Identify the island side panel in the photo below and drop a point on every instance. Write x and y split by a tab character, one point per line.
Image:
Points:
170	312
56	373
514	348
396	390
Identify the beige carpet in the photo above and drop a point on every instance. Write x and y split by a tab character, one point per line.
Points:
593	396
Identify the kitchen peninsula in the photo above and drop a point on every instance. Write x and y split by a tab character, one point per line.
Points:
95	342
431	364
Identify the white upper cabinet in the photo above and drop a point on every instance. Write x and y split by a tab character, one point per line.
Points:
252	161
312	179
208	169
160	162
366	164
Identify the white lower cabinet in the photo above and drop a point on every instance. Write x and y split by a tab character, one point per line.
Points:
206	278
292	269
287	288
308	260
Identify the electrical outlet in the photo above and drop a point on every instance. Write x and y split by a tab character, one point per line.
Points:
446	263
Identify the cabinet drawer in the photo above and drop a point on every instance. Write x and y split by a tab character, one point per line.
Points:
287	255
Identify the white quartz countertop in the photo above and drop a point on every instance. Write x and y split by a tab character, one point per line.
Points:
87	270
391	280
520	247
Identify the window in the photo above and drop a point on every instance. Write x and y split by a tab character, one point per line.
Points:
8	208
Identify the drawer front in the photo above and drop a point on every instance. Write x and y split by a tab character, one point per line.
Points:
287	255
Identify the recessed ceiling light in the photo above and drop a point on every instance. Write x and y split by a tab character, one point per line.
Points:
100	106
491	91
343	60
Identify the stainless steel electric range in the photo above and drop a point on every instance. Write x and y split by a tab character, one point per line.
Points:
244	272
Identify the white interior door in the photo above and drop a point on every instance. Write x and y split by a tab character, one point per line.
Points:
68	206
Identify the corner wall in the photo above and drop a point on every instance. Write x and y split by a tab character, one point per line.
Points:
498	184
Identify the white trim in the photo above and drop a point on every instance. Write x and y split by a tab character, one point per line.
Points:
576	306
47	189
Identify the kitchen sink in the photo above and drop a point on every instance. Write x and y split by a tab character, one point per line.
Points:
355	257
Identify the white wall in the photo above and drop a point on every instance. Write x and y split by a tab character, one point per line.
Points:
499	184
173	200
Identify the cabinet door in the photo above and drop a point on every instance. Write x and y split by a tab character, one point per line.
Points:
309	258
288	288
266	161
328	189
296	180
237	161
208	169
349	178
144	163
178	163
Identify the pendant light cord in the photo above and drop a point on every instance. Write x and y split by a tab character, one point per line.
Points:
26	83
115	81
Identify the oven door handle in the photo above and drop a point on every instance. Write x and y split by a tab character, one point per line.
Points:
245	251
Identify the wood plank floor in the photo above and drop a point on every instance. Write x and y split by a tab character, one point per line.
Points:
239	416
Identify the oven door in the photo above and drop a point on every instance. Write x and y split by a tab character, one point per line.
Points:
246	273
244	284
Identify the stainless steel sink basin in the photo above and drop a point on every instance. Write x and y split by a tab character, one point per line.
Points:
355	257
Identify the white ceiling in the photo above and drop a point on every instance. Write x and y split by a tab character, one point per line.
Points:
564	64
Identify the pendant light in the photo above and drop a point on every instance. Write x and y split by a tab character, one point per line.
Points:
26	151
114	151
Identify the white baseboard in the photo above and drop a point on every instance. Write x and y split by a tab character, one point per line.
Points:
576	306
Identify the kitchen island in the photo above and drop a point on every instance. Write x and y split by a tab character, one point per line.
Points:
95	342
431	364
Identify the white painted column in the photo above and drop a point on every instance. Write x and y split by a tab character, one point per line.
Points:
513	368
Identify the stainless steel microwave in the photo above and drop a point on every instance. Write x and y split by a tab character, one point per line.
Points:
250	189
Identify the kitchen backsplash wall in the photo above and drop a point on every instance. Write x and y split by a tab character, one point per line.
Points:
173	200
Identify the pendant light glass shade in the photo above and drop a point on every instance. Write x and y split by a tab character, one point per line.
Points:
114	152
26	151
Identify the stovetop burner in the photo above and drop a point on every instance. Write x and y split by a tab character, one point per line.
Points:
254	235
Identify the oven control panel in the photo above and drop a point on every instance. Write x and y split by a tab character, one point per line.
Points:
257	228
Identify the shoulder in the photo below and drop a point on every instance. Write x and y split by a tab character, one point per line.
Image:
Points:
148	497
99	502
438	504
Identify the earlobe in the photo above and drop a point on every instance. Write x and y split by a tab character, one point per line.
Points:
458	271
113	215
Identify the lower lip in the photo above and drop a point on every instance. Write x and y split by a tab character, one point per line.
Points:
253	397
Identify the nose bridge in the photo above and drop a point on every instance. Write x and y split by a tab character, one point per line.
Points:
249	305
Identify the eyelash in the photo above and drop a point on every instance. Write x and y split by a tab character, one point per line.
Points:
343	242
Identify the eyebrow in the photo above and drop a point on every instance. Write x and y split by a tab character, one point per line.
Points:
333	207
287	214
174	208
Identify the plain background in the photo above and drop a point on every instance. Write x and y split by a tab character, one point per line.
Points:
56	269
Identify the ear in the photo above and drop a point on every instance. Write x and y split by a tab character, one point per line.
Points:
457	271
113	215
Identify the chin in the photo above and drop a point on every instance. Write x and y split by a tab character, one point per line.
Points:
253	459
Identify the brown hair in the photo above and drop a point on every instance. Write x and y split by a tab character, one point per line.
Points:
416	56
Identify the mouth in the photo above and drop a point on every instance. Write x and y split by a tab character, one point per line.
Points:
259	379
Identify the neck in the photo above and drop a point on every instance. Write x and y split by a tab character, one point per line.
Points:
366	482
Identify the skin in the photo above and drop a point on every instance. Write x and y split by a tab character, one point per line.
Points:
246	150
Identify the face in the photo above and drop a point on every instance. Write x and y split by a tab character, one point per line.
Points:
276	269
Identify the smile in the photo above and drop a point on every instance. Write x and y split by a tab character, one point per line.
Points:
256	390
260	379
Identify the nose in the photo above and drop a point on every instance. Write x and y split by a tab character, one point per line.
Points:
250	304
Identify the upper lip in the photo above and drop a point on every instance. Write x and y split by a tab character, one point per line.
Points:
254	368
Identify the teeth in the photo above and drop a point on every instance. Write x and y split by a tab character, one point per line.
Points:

- Exercise description
Copy the records above word for word, starting at the line that contains "Identify the mouth" and ending at the final line of the records, with both of those lines included.

- Written answer
Identify the mouth in the photo above and drop a point on every instance. Write x and y split by a tab character, one point per line.
Points:
259	379
Identify the neck in the photo above and drop a point on every instance. Write x and y split by a tab character, one point per line.
Points:
366	482
Identify the skin in the photo above and drop a point on every instance. Write x and y split by a tab character, one point per line.
Points:
246	150
Identify the face in the photo above and drop a point on every instance. Write x and y split by a tab character, one point per line.
Points:
276	269
Identify the smile in the photo above and drop a point on every instance. Write x and y split by a tab character, one point per line.
Points:
256	390
260	379
Identify the nose in the photo above and drop a point on every instance. Write x and y split by a tab character, one point per line.
Points:
250	304
Identify the upper lip in the photo above and drop a point on every instance. Write x and y split by a tab character, one point per line.
Points:
254	368
Identify the teeth in the photo above and drop a point on every instance. Write x and y split by a tab character, one point per line.
Points:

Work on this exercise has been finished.